**What you will do:** Reproduce the full blog post about losing a roommate word for word.

**Source:**
━━━━
Friday, November 20, 2009

Roommate Blues

My roommate, a fellow AE and a grad student, received a job offer from Boeing this week. The job would start in January, and it's pretty much her dream job. She's probably going to take it. Which is nice. I mean in this economy she'll have not just a job but the job she wants. The problem?

That leaves me without a roommate.

I'm a little disgruntled to say the least. Not considering at all the fact that I love my roommate and don't want her to leave me I'm still let with other problems. Everything in the kitchen is hers. The microwave. The pots. The pans. The dishes. The glasses. It's all hers. So unless I find a roommate with a kitchen's worth of stuff I'm going to have to buy myself a kitchen's worth of stuff. The TV is hers. Maybe for you, not having a TV would not be a big problem. But I can't live without TV. Seriously, it's like my oxygen. Not to mention, that if I were living alone because I can't find a new roommate, I would need the TV even more. Something has got to add noise to the background. So I'm going to have to buy a TV, unless new theoretical roommate has one. You can also add a dining table to the list while you're at it. And a bookshelf. My three bookshelves aren't enough for all my books, and half of her bookshelf is currently filled with mine. And these are just my material worries.
━━━━
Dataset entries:
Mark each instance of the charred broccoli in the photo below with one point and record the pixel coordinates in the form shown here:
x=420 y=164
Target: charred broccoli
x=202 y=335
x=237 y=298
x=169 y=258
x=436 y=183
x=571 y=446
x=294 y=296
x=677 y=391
━━━━
**Reply to the exercise:**
Friday, November 20, 2009

Roommate Blues

My roommate, a fellow AE and a grad student, received a job offer from Boeing this week. The job would start in January, and it's pretty much her dream job. She's probably going to take it. Which is nice. I mean in this economy she'll have not just a job but the job she wants. The problem?

That leaves me without a roommate.

I'm a little disgruntled to say the least. Not considering at all the fact that I love my roommate and don't want her to leave me I'm still let with other problems. Everything in the kitchen is hers. The microwave. The pots. The pans. The dishes. The glasses. It's all hers. So unless I find a roommate with a kitchen's worth of stuff I'm going to have to buy myself a kitchen's worth of stuff. The TV is hers. Maybe for you, not having a TV would not be a big problem. But I can't live without TV. Seriously, it's like my oxygen. Not to mention, that if I were living alone because I can't find a new roommate, I would need the TV even more. Something has got to add noise to the background. So I'm going to have to buy a TV, unless new theoretical roommate has one. You can also add a dining table to the list while you're at it. And a bookshelf. My three bookshelves aren't enough for all my books, and half of her bookshelf is currently filled with mine. And these are just my material worries.